Locate each line in the items below that contains the word "teeth" and copy those lines.

━━━ RECORD EXTRACTS

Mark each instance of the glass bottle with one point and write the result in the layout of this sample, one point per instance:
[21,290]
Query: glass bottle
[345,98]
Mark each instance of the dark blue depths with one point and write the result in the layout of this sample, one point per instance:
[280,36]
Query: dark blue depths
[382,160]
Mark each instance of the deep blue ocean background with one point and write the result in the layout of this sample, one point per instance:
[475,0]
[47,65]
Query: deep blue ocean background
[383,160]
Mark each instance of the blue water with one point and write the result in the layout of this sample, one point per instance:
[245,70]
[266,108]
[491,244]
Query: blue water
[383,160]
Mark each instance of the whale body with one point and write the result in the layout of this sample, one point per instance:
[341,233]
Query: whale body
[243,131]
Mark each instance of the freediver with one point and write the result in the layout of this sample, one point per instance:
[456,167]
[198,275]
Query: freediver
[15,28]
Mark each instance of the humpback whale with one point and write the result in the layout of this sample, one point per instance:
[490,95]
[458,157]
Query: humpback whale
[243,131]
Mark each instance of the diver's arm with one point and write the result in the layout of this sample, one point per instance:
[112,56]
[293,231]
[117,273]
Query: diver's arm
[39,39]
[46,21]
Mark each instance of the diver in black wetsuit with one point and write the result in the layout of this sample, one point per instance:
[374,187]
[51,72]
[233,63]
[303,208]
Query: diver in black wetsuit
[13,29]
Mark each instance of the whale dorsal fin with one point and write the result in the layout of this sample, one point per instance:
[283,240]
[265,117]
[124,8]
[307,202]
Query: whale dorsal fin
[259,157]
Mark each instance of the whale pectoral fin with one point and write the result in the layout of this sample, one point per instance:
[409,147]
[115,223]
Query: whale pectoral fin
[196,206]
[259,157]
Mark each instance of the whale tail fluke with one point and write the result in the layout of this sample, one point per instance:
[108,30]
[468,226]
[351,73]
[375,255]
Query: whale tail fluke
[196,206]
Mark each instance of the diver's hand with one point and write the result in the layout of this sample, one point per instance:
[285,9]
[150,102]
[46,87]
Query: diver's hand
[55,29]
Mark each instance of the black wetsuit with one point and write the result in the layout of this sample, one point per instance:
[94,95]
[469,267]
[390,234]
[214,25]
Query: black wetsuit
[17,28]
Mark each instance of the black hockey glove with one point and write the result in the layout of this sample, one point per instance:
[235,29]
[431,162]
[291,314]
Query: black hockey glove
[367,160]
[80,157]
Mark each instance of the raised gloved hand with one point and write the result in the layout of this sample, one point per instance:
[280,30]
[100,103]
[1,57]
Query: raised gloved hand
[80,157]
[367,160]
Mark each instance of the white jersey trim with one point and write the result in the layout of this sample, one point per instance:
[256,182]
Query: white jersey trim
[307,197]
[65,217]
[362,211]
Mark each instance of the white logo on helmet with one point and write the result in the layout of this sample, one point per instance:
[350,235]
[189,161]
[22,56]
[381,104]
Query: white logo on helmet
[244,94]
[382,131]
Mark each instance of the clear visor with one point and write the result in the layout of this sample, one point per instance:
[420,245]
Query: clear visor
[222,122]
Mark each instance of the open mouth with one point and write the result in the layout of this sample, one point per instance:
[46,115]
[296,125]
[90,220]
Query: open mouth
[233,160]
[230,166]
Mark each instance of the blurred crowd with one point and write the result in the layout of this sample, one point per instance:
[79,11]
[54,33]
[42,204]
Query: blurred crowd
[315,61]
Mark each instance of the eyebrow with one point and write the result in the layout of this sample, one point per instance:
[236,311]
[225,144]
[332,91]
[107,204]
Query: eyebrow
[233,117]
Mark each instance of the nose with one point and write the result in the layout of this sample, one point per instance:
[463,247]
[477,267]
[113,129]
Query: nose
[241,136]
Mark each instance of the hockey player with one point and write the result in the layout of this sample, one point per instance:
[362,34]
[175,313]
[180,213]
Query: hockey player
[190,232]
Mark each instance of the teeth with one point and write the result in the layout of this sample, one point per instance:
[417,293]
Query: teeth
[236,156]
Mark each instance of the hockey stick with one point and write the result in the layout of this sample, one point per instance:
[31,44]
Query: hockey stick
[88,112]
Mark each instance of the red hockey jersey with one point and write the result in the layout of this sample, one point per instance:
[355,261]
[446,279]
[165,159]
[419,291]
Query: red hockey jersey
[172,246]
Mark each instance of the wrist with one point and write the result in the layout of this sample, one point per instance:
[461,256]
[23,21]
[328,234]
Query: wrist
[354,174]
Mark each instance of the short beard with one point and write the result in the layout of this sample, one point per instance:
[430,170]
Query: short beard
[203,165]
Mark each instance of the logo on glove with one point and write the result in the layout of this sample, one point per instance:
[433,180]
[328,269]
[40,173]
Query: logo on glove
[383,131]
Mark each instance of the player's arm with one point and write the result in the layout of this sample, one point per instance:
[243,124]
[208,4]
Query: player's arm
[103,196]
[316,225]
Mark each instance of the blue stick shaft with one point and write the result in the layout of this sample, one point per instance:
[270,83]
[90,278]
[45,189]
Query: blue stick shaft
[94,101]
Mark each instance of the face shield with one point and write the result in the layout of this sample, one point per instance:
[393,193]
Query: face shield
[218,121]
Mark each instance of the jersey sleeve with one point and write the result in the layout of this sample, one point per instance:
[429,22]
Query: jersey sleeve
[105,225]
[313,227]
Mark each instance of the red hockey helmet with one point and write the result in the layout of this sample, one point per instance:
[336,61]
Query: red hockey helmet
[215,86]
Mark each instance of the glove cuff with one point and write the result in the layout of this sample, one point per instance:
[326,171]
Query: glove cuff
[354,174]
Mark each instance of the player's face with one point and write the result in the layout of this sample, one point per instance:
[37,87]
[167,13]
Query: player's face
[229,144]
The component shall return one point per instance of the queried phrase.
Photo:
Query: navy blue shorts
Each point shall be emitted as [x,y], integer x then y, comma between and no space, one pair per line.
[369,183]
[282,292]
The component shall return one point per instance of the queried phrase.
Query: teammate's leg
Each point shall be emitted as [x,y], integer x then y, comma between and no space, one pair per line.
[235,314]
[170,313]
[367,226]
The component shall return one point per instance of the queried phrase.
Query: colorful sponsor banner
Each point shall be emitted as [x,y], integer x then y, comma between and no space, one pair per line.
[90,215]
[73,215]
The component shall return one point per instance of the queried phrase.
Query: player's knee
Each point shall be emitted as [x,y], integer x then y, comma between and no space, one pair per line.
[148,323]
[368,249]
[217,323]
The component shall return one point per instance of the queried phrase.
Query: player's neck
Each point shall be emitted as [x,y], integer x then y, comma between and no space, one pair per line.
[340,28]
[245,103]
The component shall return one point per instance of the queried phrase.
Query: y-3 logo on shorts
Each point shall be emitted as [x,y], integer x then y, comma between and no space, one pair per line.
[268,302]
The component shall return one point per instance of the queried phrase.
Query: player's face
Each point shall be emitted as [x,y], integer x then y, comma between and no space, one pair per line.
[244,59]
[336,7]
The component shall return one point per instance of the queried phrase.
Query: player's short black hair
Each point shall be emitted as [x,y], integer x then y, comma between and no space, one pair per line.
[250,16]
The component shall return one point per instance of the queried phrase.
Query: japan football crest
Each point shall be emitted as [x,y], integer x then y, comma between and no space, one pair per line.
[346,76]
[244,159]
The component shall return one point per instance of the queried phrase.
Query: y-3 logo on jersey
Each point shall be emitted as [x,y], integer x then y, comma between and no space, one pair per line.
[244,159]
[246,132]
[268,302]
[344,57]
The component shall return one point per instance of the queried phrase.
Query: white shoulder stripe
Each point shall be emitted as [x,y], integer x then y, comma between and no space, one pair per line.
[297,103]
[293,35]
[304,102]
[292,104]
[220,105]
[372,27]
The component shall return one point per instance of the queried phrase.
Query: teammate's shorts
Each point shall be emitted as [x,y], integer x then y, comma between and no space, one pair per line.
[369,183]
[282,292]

━━━━━━

### RESULT OF THE TASK
Mark each instance of the teeth with one point and write the result in the layout of this sample, one point per instance:
Query: teeth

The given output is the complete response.